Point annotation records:
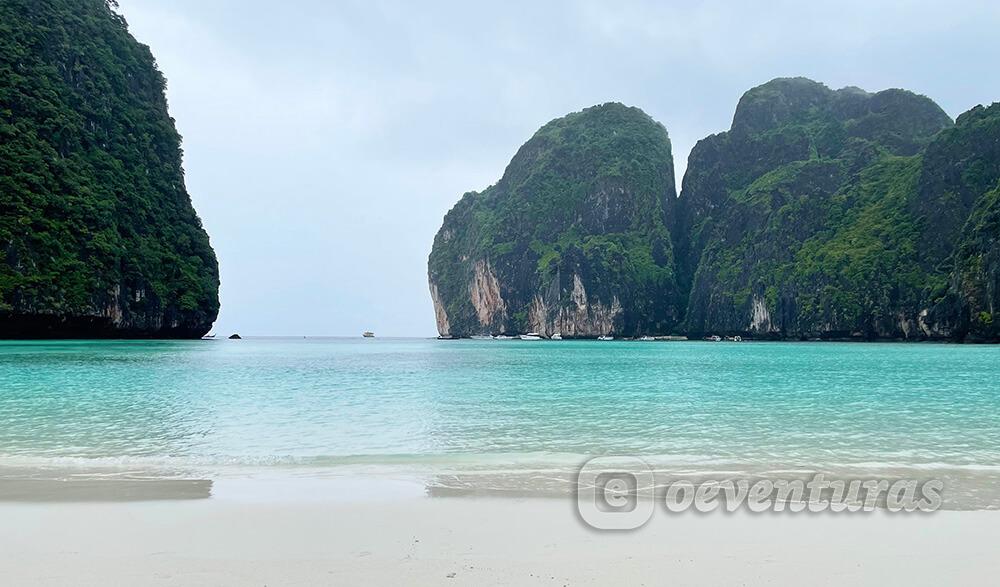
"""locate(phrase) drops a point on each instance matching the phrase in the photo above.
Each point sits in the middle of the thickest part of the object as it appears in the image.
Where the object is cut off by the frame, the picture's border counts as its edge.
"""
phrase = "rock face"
(795, 223)
(571, 240)
(819, 214)
(97, 231)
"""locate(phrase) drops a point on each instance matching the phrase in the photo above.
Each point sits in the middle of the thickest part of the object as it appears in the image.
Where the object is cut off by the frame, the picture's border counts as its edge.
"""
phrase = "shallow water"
(503, 415)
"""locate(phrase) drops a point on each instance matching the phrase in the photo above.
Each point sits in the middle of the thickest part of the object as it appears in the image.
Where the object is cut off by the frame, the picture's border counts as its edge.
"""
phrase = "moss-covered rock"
(571, 240)
(97, 233)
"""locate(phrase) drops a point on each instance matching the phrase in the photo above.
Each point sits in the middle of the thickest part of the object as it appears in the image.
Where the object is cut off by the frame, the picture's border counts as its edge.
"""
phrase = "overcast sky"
(325, 140)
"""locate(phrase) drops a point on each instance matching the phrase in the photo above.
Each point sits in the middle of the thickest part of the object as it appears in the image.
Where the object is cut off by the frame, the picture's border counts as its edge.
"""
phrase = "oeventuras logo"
(616, 493)
(620, 493)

_Goal_
Rewrite every line of the records above as a numbered list, skipping any blank lines. Leave the pictures out of your answer.

_Expected answer_
1. """locate(phrase) drops a point on each instance matching the phrase in the photo above.
2. Each point sits in the middle of the thickest part of the object as it appears in the image.
3. Where the object is cut off by the frame, the picture's border counts as its edge.
4. """
5. phrase = "rock face"
6. (795, 223)
7. (571, 240)
8. (819, 214)
9. (97, 231)
10. """locate(phrase) drops a point on each instance matching the phrase in the photo above.
11. Each point sits in the middle of the thickest part of the object as it appears in the image.
12. Where the object is cut off by the frame, the picture's border counts as its edge.
13. """
14. phrase = "shallow water"
15. (503, 415)
16. """locate(phrase) drops a point on each instance matching the phrase in the photo above.
17. Each point sits in the middle of the thickest part of the object as it appears in the image.
18. Where the object is cut off by the frame, the picture's border counts as its edge.
19. """
20. phrase = "moss-covered rock"
21. (571, 240)
22. (97, 233)
23. """locate(phrase) drops a point on each instance matching the phrase in the photo above.
24. Each point sits in the middle of the thickest part of the object as it appears in the image.
25. Where the object is cut off by the frame, the picture's border counts as its edge.
26. """
27. phrase = "overcast sky"
28. (325, 140)
29. """locate(phrase) drops a point on each instance matching the phrase in the photo above.
30. Each point sits in the middle of the thickest part of the object as it appears in the image.
31. Where the object is cut off by the frame, the picture's border counts as its edge.
32. """
33. phrase = "oeventuras logo"
34. (616, 493)
35. (620, 493)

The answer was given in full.